◆ **PROBLEMA ASSEGNATO**
Rinomina "weed plant" in "wild plant" e riscrivi i record partendo dalla riga che contiene "of the weed" fino alla fine, lasciando invariato tutto il resto. Ometti le immagini dalla risposta.

*** DATI ESERCIZIO

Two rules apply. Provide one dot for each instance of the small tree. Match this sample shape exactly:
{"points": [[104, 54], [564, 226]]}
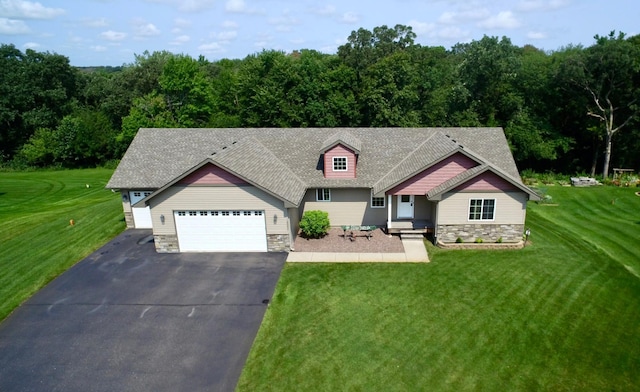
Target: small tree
{"points": [[315, 224]]}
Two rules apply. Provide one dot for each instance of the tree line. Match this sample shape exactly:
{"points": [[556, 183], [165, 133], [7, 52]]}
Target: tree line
{"points": [[570, 110]]}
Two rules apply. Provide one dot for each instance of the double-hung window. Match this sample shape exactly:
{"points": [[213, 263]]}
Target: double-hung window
{"points": [[377, 202], [482, 209], [339, 163], [323, 194]]}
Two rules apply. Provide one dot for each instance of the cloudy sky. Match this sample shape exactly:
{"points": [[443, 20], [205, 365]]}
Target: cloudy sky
{"points": [[110, 32]]}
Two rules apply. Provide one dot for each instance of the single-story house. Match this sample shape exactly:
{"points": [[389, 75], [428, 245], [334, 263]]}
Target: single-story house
{"points": [[207, 190]]}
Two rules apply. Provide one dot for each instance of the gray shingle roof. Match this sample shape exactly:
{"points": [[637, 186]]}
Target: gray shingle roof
{"points": [[286, 160], [344, 137], [432, 150]]}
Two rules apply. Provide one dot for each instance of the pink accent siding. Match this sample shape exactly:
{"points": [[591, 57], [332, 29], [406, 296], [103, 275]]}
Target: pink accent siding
{"points": [[428, 179], [211, 175], [487, 181], [339, 151]]}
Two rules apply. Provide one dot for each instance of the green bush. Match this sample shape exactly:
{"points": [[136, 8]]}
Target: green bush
{"points": [[315, 224]]}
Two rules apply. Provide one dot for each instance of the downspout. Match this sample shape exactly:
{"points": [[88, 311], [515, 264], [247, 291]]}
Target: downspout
{"points": [[435, 224], [389, 209]]}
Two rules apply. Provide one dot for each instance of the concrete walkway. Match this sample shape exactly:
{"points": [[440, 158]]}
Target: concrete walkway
{"points": [[414, 252]]}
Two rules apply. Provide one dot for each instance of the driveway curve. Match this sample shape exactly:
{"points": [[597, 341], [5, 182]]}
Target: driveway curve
{"points": [[129, 319]]}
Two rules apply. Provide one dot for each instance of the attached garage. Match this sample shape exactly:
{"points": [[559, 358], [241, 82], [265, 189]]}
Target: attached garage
{"points": [[141, 215], [221, 231]]}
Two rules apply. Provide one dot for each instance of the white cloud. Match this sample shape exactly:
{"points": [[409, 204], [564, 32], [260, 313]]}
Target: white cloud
{"points": [[504, 20], [13, 27], [95, 22], [180, 40], [195, 5], [328, 10], [350, 18], [224, 36], [284, 22], [187, 5], [421, 28], [27, 10], [450, 17], [536, 35], [541, 5], [229, 24], [211, 48], [143, 29], [240, 7], [182, 23], [451, 33], [111, 35]]}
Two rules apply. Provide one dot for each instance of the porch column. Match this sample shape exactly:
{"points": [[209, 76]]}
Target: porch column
{"points": [[389, 209]]}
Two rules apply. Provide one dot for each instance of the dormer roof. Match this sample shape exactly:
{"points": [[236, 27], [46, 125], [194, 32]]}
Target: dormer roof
{"points": [[343, 137]]}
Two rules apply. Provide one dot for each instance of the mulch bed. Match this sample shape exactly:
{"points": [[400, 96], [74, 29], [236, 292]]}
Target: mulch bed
{"points": [[334, 241]]}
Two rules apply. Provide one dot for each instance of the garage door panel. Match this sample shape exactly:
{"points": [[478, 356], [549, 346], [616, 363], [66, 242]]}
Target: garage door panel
{"points": [[217, 231]]}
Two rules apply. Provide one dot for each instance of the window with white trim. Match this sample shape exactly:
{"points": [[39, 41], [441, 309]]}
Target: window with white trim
{"points": [[323, 194], [339, 163], [377, 202], [482, 209]]}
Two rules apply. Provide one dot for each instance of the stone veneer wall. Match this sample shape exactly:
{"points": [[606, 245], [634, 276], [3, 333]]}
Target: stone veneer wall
{"points": [[278, 242], [166, 243], [488, 232]]}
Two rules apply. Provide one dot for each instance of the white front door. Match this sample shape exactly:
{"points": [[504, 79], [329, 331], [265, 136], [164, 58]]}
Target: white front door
{"points": [[405, 206], [141, 215]]}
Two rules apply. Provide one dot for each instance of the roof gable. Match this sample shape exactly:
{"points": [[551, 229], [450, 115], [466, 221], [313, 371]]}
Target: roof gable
{"points": [[342, 137], [285, 161]]}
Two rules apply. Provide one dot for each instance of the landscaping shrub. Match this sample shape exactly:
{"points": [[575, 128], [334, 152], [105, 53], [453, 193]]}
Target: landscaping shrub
{"points": [[315, 224]]}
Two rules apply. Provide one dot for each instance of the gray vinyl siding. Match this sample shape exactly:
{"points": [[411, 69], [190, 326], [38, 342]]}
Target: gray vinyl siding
{"points": [[347, 207], [181, 198], [510, 207]]}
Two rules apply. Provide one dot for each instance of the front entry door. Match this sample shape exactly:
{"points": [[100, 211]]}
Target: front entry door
{"points": [[405, 206]]}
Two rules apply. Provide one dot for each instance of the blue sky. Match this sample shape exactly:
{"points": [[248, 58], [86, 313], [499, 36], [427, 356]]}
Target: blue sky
{"points": [[110, 32]]}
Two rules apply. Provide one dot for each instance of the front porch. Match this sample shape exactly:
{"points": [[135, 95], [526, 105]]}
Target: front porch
{"points": [[411, 214], [407, 226]]}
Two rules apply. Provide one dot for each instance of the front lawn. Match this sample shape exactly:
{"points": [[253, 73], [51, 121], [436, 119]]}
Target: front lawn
{"points": [[37, 241], [561, 314]]}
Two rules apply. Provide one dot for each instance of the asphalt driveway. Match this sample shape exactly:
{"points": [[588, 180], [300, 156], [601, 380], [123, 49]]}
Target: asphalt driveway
{"points": [[130, 319]]}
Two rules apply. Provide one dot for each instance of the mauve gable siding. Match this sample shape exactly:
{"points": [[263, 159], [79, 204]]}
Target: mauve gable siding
{"points": [[211, 175], [339, 151], [421, 183], [487, 181]]}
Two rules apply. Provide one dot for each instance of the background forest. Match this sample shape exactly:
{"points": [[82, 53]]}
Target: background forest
{"points": [[565, 111]]}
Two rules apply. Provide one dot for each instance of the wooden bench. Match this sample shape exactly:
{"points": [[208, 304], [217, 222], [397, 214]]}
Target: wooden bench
{"points": [[349, 231]]}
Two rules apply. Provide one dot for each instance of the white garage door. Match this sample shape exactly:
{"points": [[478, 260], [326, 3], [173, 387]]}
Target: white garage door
{"points": [[141, 215], [221, 231]]}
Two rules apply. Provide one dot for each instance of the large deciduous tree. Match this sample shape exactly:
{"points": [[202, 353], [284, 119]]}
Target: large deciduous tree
{"points": [[608, 72]]}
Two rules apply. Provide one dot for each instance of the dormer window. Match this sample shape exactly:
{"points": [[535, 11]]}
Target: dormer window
{"points": [[339, 163]]}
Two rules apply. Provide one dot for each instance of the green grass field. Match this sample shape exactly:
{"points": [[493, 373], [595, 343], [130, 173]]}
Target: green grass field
{"points": [[563, 314], [37, 241]]}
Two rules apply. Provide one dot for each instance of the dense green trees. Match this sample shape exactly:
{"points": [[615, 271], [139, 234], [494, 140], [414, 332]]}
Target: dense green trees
{"points": [[571, 110]]}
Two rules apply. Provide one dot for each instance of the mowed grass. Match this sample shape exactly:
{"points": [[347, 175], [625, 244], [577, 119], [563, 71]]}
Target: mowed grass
{"points": [[563, 314], [37, 243]]}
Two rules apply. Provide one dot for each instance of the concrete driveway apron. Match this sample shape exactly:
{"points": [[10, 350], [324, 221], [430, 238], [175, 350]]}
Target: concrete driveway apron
{"points": [[129, 319]]}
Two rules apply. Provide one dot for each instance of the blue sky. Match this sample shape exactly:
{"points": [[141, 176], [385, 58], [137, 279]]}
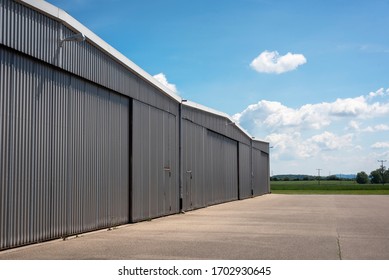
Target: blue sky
{"points": [[310, 77]]}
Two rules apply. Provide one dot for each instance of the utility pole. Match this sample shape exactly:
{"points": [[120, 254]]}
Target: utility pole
{"points": [[382, 170], [318, 172]]}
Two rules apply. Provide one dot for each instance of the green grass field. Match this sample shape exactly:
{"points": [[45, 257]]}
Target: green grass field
{"points": [[327, 187]]}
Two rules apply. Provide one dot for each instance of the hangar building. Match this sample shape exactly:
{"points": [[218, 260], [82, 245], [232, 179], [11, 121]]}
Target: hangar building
{"points": [[89, 140]]}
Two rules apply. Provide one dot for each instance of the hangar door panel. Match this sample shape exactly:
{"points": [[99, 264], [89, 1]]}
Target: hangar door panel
{"points": [[64, 153], [221, 165], [193, 165], [154, 164], [260, 172]]}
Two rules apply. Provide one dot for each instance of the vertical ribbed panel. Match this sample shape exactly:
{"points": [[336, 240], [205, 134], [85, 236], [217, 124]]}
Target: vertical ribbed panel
{"points": [[244, 171], [64, 165], [264, 173], [215, 123], [221, 163], [29, 32], [155, 157], [259, 182], [193, 166], [38, 35]]}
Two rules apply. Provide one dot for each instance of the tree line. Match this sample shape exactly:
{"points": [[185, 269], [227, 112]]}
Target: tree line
{"points": [[378, 176]]}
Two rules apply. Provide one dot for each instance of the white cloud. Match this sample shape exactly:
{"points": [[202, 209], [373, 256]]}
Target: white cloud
{"points": [[274, 116], [356, 126], [330, 141], [272, 62], [313, 135], [380, 145], [379, 92], [163, 80]]}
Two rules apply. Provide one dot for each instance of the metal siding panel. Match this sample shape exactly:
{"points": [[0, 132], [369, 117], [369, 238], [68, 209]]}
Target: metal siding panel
{"points": [[136, 162], [264, 173], [256, 171], [244, 171]]}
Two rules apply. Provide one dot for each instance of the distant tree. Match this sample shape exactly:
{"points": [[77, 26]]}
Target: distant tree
{"points": [[362, 178], [376, 176]]}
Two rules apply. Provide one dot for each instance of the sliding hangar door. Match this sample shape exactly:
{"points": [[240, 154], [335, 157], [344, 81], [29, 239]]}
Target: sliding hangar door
{"points": [[210, 167], [64, 153], [88, 140]]}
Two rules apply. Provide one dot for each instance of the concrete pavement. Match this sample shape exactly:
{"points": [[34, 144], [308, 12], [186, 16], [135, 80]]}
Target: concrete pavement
{"points": [[303, 227]]}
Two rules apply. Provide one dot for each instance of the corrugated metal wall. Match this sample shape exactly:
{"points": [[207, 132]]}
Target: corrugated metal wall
{"points": [[210, 167], [215, 123], [194, 185], [260, 172], [38, 35], [87, 143], [221, 168], [155, 163], [64, 163], [244, 171]]}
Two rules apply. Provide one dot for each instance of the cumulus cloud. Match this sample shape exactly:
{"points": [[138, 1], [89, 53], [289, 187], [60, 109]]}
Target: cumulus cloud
{"points": [[275, 116], [379, 92], [161, 77], [380, 145], [325, 132], [295, 146], [273, 62], [356, 126], [330, 141]]}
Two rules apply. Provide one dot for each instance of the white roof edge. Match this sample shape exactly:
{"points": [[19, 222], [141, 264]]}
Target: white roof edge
{"points": [[71, 22], [222, 114]]}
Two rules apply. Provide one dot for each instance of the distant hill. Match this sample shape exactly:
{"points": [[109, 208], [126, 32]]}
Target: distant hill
{"points": [[302, 177]]}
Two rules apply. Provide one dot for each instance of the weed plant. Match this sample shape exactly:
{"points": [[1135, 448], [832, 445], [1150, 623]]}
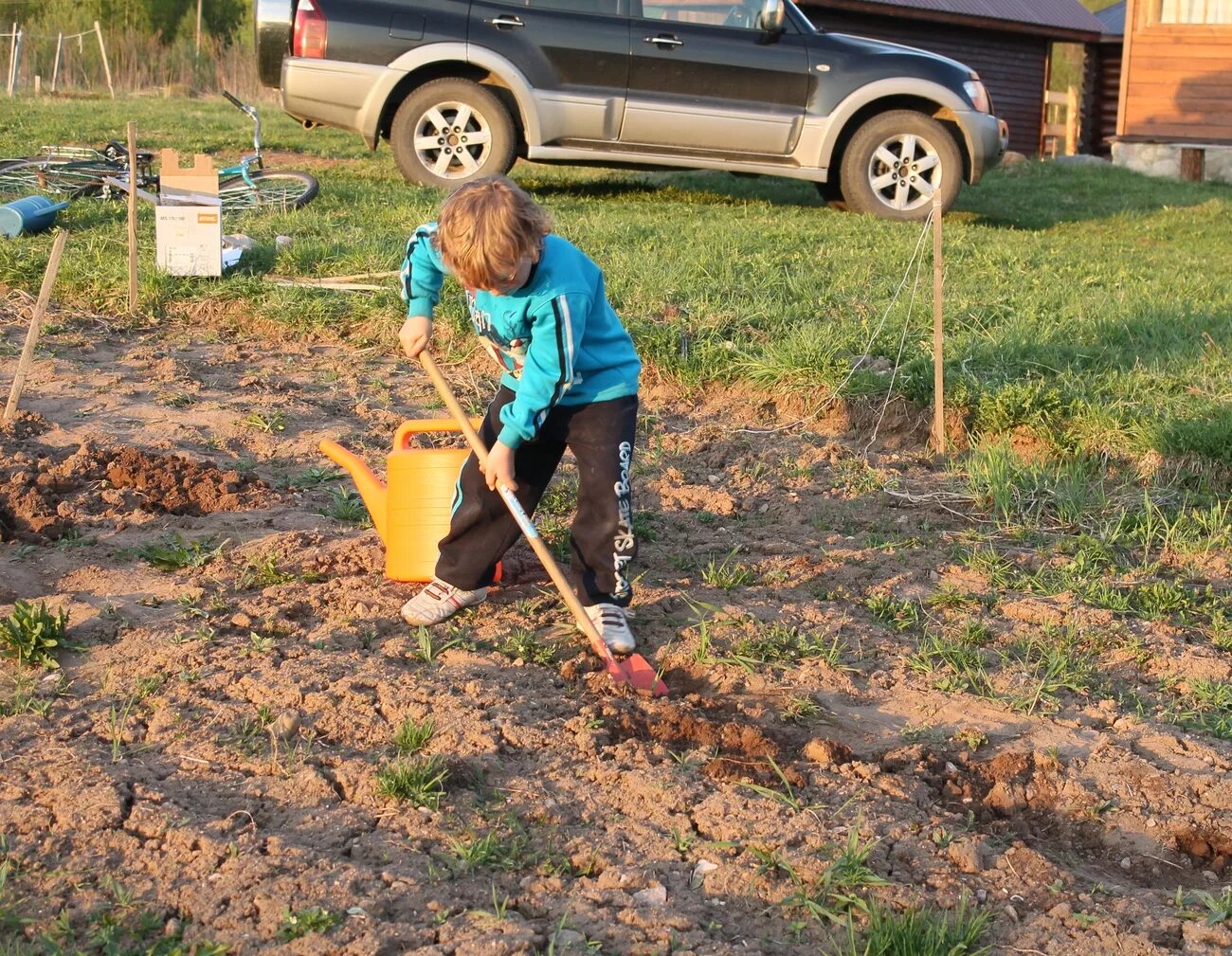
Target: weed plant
{"points": [[419, 782], [345, 504], [300, 923], [33, 635], [916, 931], [413, 735], [172, 552]]}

******

◆ **RISULTATO DEL COMPITO**
Two rules apply. Provide one dot for each instance of the wild plant. Match this sample shape exactly:
{"points": [[1135, 448], [832, 445], [1150, 623]]}
Target: wild plant
{"points": [[419, 782], [345, 504], [300, 923], [33, 635], [916, 931], [413, 735], [172, 552]]}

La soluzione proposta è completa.